* _RAW RECORDS_
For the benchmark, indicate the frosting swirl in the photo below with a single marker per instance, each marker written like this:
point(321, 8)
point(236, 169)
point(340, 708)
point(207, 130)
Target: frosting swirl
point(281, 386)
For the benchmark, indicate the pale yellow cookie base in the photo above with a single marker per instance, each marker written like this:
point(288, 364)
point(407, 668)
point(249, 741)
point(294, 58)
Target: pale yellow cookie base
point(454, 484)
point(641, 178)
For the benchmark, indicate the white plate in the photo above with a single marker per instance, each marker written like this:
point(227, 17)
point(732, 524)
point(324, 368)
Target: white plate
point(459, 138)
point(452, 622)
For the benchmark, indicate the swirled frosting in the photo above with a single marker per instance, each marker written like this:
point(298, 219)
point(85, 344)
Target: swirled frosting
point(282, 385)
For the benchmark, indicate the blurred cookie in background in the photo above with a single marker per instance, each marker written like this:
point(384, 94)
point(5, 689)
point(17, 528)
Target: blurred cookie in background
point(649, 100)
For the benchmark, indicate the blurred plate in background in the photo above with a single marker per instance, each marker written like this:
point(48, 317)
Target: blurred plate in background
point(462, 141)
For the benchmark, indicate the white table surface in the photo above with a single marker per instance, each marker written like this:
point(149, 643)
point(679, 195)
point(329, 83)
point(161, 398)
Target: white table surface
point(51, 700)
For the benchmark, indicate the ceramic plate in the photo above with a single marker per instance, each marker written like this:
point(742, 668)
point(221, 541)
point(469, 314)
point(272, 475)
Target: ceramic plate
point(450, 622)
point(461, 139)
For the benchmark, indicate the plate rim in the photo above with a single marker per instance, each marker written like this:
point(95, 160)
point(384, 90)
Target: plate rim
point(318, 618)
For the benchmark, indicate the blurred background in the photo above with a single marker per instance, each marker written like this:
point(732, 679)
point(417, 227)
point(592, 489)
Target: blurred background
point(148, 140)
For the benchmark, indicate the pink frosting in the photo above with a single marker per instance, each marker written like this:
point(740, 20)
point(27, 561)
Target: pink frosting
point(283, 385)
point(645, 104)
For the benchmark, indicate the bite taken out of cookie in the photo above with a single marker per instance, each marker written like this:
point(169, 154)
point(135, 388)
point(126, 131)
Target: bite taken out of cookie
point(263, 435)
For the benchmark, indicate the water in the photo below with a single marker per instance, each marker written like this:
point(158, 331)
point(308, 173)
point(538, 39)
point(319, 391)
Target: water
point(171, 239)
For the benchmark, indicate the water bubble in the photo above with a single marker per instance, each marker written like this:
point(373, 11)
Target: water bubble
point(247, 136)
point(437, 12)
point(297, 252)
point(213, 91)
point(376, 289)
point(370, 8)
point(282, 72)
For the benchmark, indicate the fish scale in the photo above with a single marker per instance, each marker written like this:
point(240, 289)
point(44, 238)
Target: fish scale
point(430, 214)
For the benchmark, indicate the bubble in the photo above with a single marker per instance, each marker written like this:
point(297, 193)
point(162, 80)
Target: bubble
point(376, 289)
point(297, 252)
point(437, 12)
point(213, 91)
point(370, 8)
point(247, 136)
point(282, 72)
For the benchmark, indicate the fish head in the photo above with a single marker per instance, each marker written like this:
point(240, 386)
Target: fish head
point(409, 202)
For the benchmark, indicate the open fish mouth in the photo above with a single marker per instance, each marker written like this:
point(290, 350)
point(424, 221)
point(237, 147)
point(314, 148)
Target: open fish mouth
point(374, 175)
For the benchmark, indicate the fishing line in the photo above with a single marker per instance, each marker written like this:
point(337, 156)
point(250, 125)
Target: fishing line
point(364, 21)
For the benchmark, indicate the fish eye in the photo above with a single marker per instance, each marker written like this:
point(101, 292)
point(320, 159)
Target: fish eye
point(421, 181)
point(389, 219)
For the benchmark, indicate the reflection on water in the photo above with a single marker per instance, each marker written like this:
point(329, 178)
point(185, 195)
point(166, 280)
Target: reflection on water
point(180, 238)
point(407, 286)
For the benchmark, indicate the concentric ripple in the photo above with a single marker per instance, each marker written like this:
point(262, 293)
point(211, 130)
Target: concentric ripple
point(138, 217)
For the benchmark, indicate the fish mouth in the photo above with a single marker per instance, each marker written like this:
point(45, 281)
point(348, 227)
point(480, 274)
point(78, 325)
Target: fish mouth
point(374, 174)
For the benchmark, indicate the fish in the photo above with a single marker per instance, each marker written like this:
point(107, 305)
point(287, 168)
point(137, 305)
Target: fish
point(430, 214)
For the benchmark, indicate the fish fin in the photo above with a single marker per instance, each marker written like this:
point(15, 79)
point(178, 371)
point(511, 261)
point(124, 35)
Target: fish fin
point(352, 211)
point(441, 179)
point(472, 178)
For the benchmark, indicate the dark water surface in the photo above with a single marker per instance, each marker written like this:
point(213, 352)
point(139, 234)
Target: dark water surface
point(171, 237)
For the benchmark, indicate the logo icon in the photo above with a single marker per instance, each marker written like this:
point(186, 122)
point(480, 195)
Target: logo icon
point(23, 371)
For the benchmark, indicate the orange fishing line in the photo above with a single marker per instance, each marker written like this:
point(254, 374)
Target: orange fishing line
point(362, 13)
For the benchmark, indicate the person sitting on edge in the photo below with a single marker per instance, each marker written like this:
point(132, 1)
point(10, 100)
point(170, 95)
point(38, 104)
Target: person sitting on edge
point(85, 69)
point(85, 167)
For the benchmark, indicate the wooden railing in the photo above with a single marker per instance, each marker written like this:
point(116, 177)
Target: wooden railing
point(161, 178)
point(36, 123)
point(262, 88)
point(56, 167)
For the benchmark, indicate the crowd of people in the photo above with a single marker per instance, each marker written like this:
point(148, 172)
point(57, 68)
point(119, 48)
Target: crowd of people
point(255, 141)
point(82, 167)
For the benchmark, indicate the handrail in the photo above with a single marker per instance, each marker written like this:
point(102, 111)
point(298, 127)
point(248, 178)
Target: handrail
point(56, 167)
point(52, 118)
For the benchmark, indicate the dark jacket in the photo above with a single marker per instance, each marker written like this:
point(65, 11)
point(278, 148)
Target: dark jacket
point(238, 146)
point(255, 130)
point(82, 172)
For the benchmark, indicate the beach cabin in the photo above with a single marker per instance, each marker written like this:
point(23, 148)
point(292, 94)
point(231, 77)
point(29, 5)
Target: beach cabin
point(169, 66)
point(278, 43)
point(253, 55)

* _WHAT IS ASKED_
Rewrite the material from the line containing "For the benchmark, indicate the fishing" through the line containing "point(362, 13)", requests included, and offset both coordinates of every answer point by adding 9. Leave the sample points listed under each request unchanged.

* _THE SOLUTION_
For the benchmark, indicate the fishing line in the photo above with a single marker per instance, each marker written like this:
point(337, 156)
point(250, 125)
Target: fishing line
point(373, 30)
For the benchmark, indicate the fish eye in the photo above with a single marker per instance, each marker written like this:
point(101, 292)
point(320, 159)
Target: fish eye
point(430, 190)
point(398, 228)
For the benchmark, indicate the reflection on water in the photo above with a single marker per instance, each marker written like this:
point(329, 178)
point(185, 195)
point(166, 280)
Target: reflection on water
point(189, 247)
point(416, 295)
For the benchmark, indicate the concentric ripple in the photo above with a single marker per instance, each marker written like this:
point(262, 293)
point(211, 130)
Target: concentric ripple
point(147, 226)
For the benchmark, indicate the fish mouth in the photo above with a single marker per instance, each marker written like this:
point(45, 281)
point(348, 227)
point(480, 274)
point(78, 325)
Target: fish mouth
point(383, 183)
For the benchmark, indicate the fish in the photo above with a single marker per instance, each marker written like this:
point(107, 305)
point(287, 168)
point(137, 305)
Target: fish
point(439, 223)
For the benchmark, indicate the fish fin in the photo above with a single marker per instance, each marker written like this:
point(15, 79)
point(178, 371)
point(511, 261)
point(124, 35)
Target: fish fin
point(361, 220)
point(450, 188)
point(481, 187)
For the benchmark, indicate the dark water surface in the photo above with a single marker per instance, each marker written like this:
point(213, 352)
point(139, 234)
Target: dark water surface
point(180, 246)
For the benchmark, indicate the logo icon in the photo above with a single marker per instance, each marker written like this:
point(186, 122)
point(480, 195)
Target: logo icon
point(32, 380)
For the benchmark, indicate the orange fishing line in the photo above with a single marker per instance, each marker written like this:
point(254, 374)
Target: orange fishing line
point(371, 22)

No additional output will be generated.